# [Entries from a point annotation set]
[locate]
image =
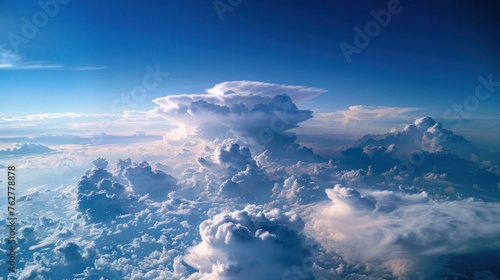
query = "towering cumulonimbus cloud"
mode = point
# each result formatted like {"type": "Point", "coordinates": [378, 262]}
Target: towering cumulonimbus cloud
{"type": "Point", "coordinates": [259, 114]}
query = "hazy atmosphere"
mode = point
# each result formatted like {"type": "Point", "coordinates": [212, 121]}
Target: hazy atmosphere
{"type": "Point", "coordinates": [236, 139]}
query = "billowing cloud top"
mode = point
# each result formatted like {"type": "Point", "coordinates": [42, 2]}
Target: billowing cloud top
{"type": "Point", "coordinates": [245, 92]}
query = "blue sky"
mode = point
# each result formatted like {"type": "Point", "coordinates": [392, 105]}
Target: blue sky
{"type": "Point", "coordinates": [423, 53]}
{"type": "Point", "coordinates": [170, 140]}
{"type": "Point", "coordinates": [89, 54]}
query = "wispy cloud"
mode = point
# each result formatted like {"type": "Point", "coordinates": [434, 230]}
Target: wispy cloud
{"type": "Point", "coordinates": [12, 61]}
{"type": "Point", "coordinates": [364, 113]}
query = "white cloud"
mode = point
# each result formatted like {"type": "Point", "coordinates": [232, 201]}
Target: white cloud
{"type": "Point", "coordinates": [401, 233]}
{"type": "Point", "coordinates": [249, 244]}
{"type": "Point", "coordinates": [378, 113]}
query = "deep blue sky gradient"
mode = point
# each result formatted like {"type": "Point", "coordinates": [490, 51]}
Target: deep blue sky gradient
{"type": "Point", "coordinates": [429, 56]}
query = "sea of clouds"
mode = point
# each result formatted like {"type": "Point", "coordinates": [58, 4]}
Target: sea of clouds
{"type": "Point", "coordinates": [233, 195]}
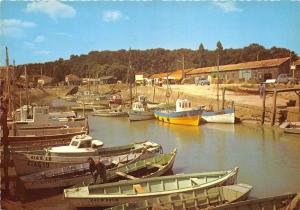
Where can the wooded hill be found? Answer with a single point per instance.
(116, 63)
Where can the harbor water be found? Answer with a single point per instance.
(268, 159)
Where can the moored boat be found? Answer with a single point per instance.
(183, 115)
(291, 127)
(138, 112)
(37, 161)
(113, 194)
(210, 198)
(222, 116)
(74, 174)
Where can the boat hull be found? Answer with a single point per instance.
(226, 116)
(181, 118)
(86, 176)
(139, 116)
(87, 198)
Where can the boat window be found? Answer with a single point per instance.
(74, 143)
(85, 144)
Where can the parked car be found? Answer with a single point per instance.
(201, 81)
(284, 78)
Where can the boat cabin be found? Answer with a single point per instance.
(138, 106)
(183, 105)
(78, 144)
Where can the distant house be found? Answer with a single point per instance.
(44, 80)
(72, 79)
(255, 70)
(297, 69)
(141, 78)
(108, 80)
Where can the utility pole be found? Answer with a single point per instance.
(183, 67)
(26, 87)
(4, 140)
(218, 64)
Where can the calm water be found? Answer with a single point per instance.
(269, 160)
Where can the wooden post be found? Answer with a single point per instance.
(223, 98)
(274, 108)
(264, 108)
(153, 93)
(130, 93)
(4, 140)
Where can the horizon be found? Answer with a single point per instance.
(39, 32)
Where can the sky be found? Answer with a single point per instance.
(49, 30)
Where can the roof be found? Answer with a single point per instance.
(107, 77)
(72, 77)
(177, 75)
(241, 66)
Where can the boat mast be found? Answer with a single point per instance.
(218, 85)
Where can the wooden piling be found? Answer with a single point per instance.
(223, 98)
(263, 108)
(4, 140)
(274, 108)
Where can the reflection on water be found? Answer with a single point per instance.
(268, 159)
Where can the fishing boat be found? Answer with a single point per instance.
(139, 112)
(113, 194)
(183, 115)
(211, 197)
(119, 112)
(41, 160)
(291, 127)
(75, 174)
(222, 116)
(281, 202)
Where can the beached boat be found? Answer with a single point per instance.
(113, 194)
(138, 112)
(281, 202)
(75, 174)
(183, 115)
(37, 161)
(40, 117)
(222, 116)
(291, 127)
(211, 197)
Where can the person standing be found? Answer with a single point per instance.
(97, 169)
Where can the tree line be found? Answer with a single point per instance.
(117, 63)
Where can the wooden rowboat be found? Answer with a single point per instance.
(281, 202)
(211, 197)
(135, 190)
(75, 174)
(38, 161)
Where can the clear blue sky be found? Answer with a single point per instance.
(45, 31)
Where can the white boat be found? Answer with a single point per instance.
(41, 160)
(139, 112)
(78, 174)
(118, 112)
(222, 116)
(113, 194)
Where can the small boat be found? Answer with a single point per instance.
(74, 174)
(118, 112)
(139, 112)
(222, 116)
(210, 198)
(36, 161)
(183, 115)
(291, 127)
(114, 194)
(281, 202)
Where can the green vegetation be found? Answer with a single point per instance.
(115, 63)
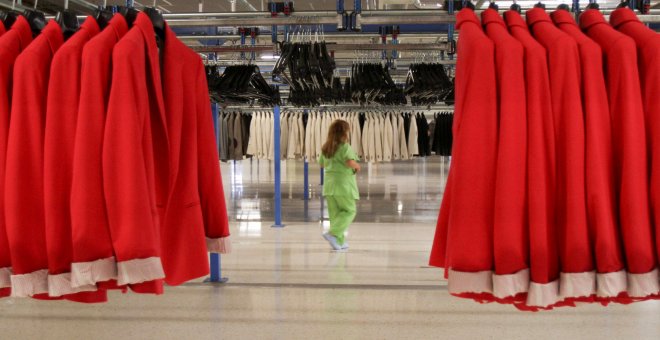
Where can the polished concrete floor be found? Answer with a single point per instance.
(285, 283)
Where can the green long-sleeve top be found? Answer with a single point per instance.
(340, 179)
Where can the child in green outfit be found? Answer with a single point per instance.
(340, 187)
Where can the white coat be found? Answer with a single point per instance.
(402, 138)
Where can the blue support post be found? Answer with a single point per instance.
(242, 32)
(306, 180)
(215, 260)
(277, 171)
(253, 41)
(306, 176)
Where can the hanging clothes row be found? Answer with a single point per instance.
(547, 200)
(111, 177)
(234, 135)
(376, 136)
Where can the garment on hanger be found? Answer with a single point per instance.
(540, 158)
(599, 162)
(24, 178)
(630, 156)
(59, 140)
(577, 276)
(94, 261)
(12, 43)
(510, 233)
(648, 50)
(463, 242)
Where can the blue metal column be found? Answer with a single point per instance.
(215, 260)
(450, 27)
(575, 8)
(306, 175)
(278, 160)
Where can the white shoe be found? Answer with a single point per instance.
(332, 240)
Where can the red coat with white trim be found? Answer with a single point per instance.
(196, 216)
(136, 168)
(630, 157)
(61, 119)
(510, 228)
(541, 162)
(575, 253)
(93, 254)
(599, 162)
(648, 50)
(463, 242)
(11, 45)
(24, 180)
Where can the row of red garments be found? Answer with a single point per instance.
(109, 173)
(553, 196)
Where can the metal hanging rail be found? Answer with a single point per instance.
(442, 46)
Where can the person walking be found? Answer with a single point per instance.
(340, 187)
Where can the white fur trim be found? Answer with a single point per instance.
(218, 245)
(511, 284)
(470, 282)
(60, 284)
(5, 277)
(611, 284)
(642, 285)
(574, 285)
(26, 285)
(90, 273)
(543, 294)
(139, 270)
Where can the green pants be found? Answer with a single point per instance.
(342, 211)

# [TO BE DONE]
All of the material above needs to be restated exactly, with no pictures.

# [REPLY]
[locate]
image =
query = "towering cumulonimbus cloud"
mode = point
# each result formatted like {"type": "Point", "coordinates": [378, 262]}
Target: towering cumulonimbus cloud
{"type": "Point", "coordinates": [259, 114]}
query = "hazy atmosphere"
mode = point
# each result formatted like {"type": "Point", "coordinates": [212, 121]}
Target: hazy atmosphere
{"type": "Point", "coordinates": [236, 139]}
query = "billowing cloud top"
mode = point
# each result formatted like {"type": "Point", "coordinates": [42, 2]}
Target: billowing cloud top
{"type": "Point", "coordinates": [245, 92]}
query = "blue sky"
mode = point
# each result formatted like {"type": "Point", "coordinates": [392, 105]}
Target: blue sky
{"type": "Point", "coordinates": [423, 53]}
{"type": "Point", "coordinates": [170, 140]}
{"type": "Point", "coordinates": [89, 54]}
query = "wispy cloud"
mode = point
# each result formatted like {"type": "Point", "coordinates": [434, 230]}
Target: wispy cloud
{"type": "Point", "coordinates": [12, 61]}
{"type": "Point", "coordinates": [364, 113]}
query = "white cloud"
mode = point
# each result formatted like {"type": "Point", "coordinates": [232, 201]}
Target: white cloud
{"type": "Point", "coordinates": [401, 233]}
{"type": "Point", "coordinates": [249, 244]}
{"type": "Point", "coordinates": [378, 113]}
query = "deep blue sky gradient"
mode = point
# each result formatted like {"type": "Point", "coordinates": [490, 51]}
Target: deep blue sky gradient
{"type": "Point", "coordinates": [429, 56]}
query = "sea of clouds"
mode = point
# each result formatted like {"type": "Point", "coordinates": [58, 4]}
Target: sea of clouds
{"type": "Point", "coordinates": [233, 195]}
Where can the wooded hill be found? Answer with a single point per instance.
(116, 63)
Where can the harbor water be found? Answer with a single point per instance.
(268, 159)
Where can the moored boat be found? Answer with a single point per instance.
(183, 115)
(291, 127)
(138, 112)
(37, 161)
(113, 194)
(210, 198)
(222, 116)
(74, 174)
Where can the boat hull be found? Answer with a single point per instance.
(226, 116)
(181, 118)
(86, 176)
(139, 116)
(87, 198)
Where can the boat window be found? Answer with a single point per instance.
(74, 143)
(85, 144)
Where can the parked car be found? Answer with a single point per instance.
(201, 81)
(284, 78)
Where can the boat cabin be found? Answer with a single point per instance.
(138, 106)
(183, 105)
(78, 144)
Where can the distant house be found? Answer with a single point per instance.
(44, 80)
(72, 79)
(255, 70)
(297, 69)
(141, 78)
(108, 80)
Where can the utility pole be found? Answer with a single point per instance.
(183, 67)
(26, 87)
(4, 140)
(218, 64)
Where can the calm water be found? Answer with a single point per instance.
(269, 160)
Where can the wooden post be found? Answer with a single point per instance.
(223, 98)
(274, 108)
(264, 108)
(153, 93)
(130, 93)
(4, 140)
Where can the horizon be found? Answer with a single point per instance.
(39, 32)
Where can the sky be found? Answer with a single point per instance.
(49, 30)
Where can the roof be found? Answer with a single point per instance.
(107, 77)
(72, 77)
(177, 75)
(241, 66)
Where can the boat mast be found? Answer with a single point per instance.
(218, 85)
Where can the wooden piling be found? Answer with a single point per instance.
(223, 98)
(263, 108)
(4, 140)
(274, 108)
Where can the reflection on water be found? Answer with a single point per instance.
(268, 159)
Where can the fishing boat be found? Answer with a single point per instance.
(139, 112)
(113, 194)
(183, 115)
(211, 197)
(119, 112)
(41, 160)
(291, 127)
(75, 174)
(222, 116)
(281, 202)
Where can the beached boat be found? Answer with a single point per instance.
(113, 194)
(138, 112)
(281, 202)
(75, 174)
(183, 115)
(37, 161)
(40, 117)
(222, 116)
(291, 127)
(211, 197)
Where can the person standing be found? Answer with a single point per instance.
(97, 169)
Where can the tree line be found? Answer with a single point per instance.
(117, 63)
Where can the wooden rowboat be found? Answer with a single point per instance.
(281, 202)
(211, 197)
(135, 190)
(75, 174)
(38, 161)
Where can the clear blue sky be found? Answer with a single point per instance.
(45, 31)
Where can the white boat be found? Answer with a single point per instance.
(41, 160)
(139, 112)
(78, 174)
(118, 112)
(222, 116)
(113, 194)
Where can the small boat be found? Answer with a single point per instance.
(74, 174)
(118, 112)
(139, 112)
(222, 116)
(210, 198)
(36, 161)
(183, 115)
(291, 127)
(114, 194)
(281, 202)
Where can the green vegetation be found? Answer with a single point per instance.
(115, 63)
Where can the polished concrete floor be found? Answer with a single point per instance.
(285, 283)
Where can the green long-sleeve top be found? Answer with a single point per instance.
(340, 179)
Where can the child in green outfit be found? Answer with a single point per instance.
(340, 187)
Where can the white coat be found? Answer with a single point per instance.
(402, 138)
Where can the blue support post be found? Answer with a single point per instance.
(242, 32)
(306, 180)
(215, 260)
(277, 171)
(253, 41)
(306, 176)
Where can the hanging clothes row be found? Answer with a single point per instance.
(547, 200)
(111, 177)
(234, 135)
(376, 136)
Where can the garment on hanger be found? Answer with a single point per instance.
(540, 158)
(599, 162)
(24, 178)
(630, 156)
(59, 140)
(577, 276)
(94, 261)
(12, 43)
(510, 233)
(648, 50)
(463, 242)
Where can the blue metal column be found? Answer with a single point per instance.
(215, 260)
(450, 27)
(575, 8)
(306, 175)
(278, 160)
Where can the white shoe be found? Answer with a single point per instance.
(332, 240)
Where can the red coat with white trim be found? Answer with a single point per instance.
(196, 216)
(136, 168)
(630, 157)
(61, 119)
(510, 228)
(541, 162)
(575, 253)
(93, 254)
(599, 162)
(648, 50)
(463, 242)
(11, 45)
(24, 180)
Where can the row of red garments be found? Answer with a single point per instance.
(109, 173)
(553, 196)
Where can the metal hanging rail be found? Answer with a single point per instance.
(442, 46)
Where can the person walking be found? Answer with a single point per instance.
(340, 187)
Where can the white fur trim be found? Answer with a single point per instance.
(218, 245)
(511, 284)
(470, 282)
(60, 284)
(5, 277)
(611, 284)
(642, 285)
(574, 285)
(26, 285)
(90, 273)
(543, 294)
(139, 270)
Where can the green pants be found? Answer with a single point per instance.
(342, 211)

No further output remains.